* BEGIN Available data *
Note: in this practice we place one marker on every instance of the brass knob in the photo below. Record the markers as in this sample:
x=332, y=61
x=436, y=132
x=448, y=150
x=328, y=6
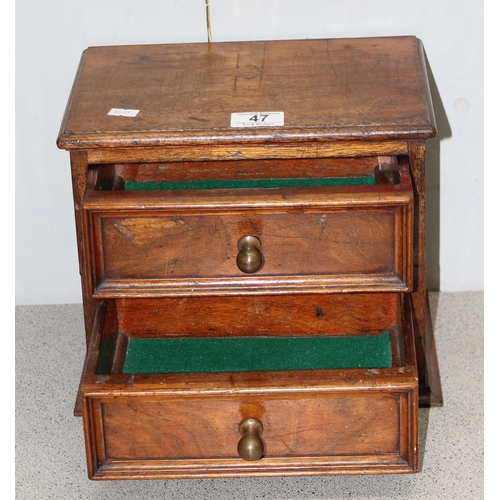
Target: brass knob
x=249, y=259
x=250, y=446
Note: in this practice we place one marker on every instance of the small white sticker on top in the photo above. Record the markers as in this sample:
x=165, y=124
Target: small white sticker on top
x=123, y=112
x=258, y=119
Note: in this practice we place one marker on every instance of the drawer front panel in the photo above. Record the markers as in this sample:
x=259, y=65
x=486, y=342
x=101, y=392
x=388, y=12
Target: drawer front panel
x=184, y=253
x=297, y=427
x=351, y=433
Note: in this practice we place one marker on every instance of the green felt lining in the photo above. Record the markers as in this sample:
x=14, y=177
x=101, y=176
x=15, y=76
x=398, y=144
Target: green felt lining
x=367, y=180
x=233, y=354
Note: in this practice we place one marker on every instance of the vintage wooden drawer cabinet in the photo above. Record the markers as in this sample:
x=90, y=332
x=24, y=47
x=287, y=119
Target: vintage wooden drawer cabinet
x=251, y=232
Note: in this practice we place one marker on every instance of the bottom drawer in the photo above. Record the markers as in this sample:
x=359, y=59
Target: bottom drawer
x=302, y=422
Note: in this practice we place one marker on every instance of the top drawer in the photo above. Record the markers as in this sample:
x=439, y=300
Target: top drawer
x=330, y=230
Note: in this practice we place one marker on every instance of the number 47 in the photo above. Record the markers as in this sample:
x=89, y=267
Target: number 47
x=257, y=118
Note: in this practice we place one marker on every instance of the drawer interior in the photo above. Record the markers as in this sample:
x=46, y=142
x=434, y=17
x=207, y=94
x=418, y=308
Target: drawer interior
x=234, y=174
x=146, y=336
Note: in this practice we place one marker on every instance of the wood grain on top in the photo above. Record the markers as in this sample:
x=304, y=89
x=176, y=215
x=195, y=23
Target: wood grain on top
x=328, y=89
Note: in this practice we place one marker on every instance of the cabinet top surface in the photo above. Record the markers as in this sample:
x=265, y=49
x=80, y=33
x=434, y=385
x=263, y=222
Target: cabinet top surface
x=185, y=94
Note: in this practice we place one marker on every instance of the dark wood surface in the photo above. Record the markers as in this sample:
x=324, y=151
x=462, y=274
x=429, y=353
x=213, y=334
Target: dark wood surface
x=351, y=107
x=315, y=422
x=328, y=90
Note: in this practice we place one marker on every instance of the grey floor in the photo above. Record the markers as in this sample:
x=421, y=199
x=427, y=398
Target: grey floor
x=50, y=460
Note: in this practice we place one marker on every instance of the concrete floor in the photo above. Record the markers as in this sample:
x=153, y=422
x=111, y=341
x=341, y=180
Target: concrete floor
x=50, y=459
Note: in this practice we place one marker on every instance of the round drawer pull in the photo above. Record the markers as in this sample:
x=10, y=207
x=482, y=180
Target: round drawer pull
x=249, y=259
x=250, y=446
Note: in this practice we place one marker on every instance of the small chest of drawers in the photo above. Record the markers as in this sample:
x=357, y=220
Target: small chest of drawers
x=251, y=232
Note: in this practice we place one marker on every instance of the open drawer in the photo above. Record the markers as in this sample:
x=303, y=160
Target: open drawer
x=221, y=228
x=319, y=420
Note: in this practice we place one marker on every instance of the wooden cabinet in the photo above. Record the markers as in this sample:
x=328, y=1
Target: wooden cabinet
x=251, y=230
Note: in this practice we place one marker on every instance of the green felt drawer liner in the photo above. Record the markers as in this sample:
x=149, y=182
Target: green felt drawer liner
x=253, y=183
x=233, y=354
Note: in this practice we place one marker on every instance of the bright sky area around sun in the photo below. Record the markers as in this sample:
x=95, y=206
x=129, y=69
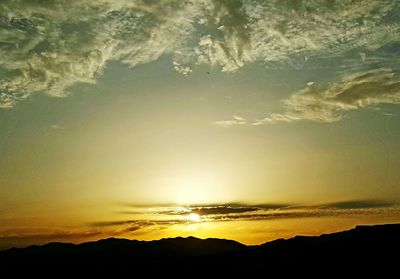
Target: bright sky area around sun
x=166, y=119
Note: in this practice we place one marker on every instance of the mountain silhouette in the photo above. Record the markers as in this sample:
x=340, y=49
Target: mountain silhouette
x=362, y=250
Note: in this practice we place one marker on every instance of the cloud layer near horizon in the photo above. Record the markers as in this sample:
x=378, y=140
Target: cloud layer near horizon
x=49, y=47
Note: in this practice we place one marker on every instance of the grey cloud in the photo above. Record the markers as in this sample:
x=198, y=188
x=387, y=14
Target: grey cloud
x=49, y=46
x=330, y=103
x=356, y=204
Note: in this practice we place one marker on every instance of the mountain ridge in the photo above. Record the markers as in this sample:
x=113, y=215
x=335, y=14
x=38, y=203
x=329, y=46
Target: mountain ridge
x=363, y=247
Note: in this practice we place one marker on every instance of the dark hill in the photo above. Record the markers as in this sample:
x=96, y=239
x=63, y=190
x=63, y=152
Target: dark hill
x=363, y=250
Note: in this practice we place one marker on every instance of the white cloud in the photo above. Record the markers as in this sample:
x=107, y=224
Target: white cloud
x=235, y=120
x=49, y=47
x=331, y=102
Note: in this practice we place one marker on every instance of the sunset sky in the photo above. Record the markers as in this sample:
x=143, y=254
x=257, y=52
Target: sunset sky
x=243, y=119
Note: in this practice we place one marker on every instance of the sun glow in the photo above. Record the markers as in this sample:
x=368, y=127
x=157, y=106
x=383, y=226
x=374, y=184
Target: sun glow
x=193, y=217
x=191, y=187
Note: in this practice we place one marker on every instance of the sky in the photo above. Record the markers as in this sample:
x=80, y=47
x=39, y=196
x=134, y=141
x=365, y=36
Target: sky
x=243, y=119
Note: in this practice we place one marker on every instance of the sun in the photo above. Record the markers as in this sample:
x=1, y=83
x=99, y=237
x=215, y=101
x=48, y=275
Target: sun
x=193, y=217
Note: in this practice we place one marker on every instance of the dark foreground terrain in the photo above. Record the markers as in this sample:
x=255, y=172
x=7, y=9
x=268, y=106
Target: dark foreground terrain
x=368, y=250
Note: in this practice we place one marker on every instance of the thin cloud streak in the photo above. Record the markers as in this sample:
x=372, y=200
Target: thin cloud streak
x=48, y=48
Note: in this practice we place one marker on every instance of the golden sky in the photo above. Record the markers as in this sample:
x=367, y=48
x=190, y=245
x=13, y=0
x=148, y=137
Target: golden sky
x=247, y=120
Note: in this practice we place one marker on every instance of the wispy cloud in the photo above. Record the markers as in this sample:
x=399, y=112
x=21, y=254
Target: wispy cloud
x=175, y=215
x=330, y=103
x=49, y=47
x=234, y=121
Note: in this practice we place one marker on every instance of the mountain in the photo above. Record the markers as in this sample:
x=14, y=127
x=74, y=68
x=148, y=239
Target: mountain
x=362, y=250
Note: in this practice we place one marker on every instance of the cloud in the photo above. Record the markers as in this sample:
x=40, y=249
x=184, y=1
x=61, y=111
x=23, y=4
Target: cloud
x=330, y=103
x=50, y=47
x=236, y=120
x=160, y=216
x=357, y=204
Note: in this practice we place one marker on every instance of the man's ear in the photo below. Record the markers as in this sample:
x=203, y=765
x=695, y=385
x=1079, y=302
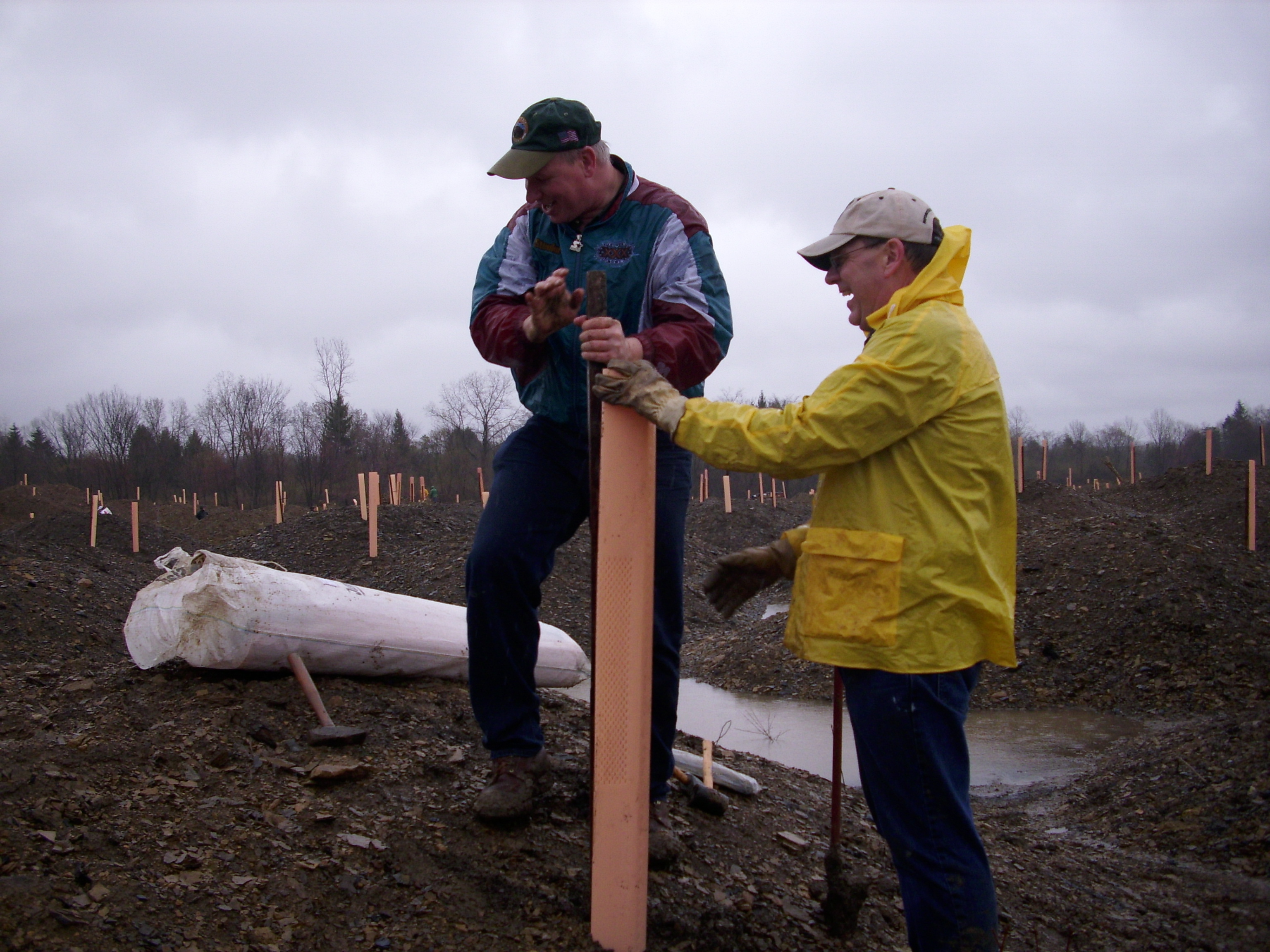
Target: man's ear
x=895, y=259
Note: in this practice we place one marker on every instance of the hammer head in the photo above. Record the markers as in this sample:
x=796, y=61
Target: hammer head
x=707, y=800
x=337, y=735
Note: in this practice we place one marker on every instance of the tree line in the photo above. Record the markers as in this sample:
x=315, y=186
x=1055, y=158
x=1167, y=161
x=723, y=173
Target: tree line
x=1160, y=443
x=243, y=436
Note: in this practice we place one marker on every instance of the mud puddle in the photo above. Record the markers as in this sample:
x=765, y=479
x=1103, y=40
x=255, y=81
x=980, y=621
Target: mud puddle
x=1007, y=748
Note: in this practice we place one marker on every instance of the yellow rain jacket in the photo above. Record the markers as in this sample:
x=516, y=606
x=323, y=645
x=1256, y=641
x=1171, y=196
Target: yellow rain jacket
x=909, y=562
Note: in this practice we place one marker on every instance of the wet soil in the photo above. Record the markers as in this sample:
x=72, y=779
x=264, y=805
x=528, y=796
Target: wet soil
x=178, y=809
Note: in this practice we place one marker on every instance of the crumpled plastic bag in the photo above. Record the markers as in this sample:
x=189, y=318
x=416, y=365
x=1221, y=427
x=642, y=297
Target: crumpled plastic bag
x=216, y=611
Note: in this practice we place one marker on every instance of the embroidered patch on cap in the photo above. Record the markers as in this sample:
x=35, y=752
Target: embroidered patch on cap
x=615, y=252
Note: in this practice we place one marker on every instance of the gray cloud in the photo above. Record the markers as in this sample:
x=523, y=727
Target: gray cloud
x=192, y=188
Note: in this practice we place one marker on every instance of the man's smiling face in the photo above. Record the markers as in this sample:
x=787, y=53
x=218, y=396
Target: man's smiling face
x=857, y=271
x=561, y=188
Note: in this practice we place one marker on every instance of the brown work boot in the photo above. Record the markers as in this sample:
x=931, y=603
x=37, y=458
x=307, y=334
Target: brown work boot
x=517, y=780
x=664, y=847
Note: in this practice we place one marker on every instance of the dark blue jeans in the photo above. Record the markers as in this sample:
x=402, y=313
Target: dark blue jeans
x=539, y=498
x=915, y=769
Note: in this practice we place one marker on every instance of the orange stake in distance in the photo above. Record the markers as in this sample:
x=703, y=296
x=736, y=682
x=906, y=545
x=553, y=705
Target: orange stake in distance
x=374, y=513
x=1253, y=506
* END Available data *
Written task: Rewrite the records from the first line up to and including the line with "x=330, y=230", replacing "brass knob" with "metal handle" and leaving everything else as it is. Omit the pictures.

Written response:
Note: in this practice we place one marker on every instance of the metal handle in the photo below. Record the markers as in this sample:
x=332, y=61
x=436, y=132
x=448, y=150
x=328, y=6
Target: metal handle
x=249, y=259
x=250, y=446
Note: in this practice we place one marker on every instance of the small white sticker on top in the photo above. Record the markers as in this sample:
x=165, y=124
Target: small white sticker on top
x=123, y=112
x=258, y=119
Note: in this practice we place one marker on every instance of the drawer front panel in the photo above. Record the markers as in this sample:
x=259, y=65
x=486, y=342
x=101, y=392
x=388, y=12
Target: drawer front panel
x=184, y=253
x=297, y=427
x=351, y=433
Note: in this practice we place one marker on every instance of the green felt lining in the photo above. Record the markers as in this sample:
x=14, y=177
x=101, y=176
x=15, y=76
x=398, y=144
Target: green felt lining
x=367, y=180
x=233, y=354
Note: in this practice we place one marker on every instance of the vintage wooden drawer cabinet in the photo above. Record the markers as in this sample:
x=90, y=332
x=24, y=47
x=287, y=119
Target: vintage wooden drawer cabinet
x=251, y=232
Note: in this practice we place one marker on every instance of the bottom drawer in the photo above. Record the markers as in this sample:
x=359, y=59
Target: bottom drawer
x=302, y=422
Note: in this practice we place one marker on every instance of the top drawer in the photo above. Record the markers as in this sample:
x=439, y=300
Target: top drawer
x=330, y=230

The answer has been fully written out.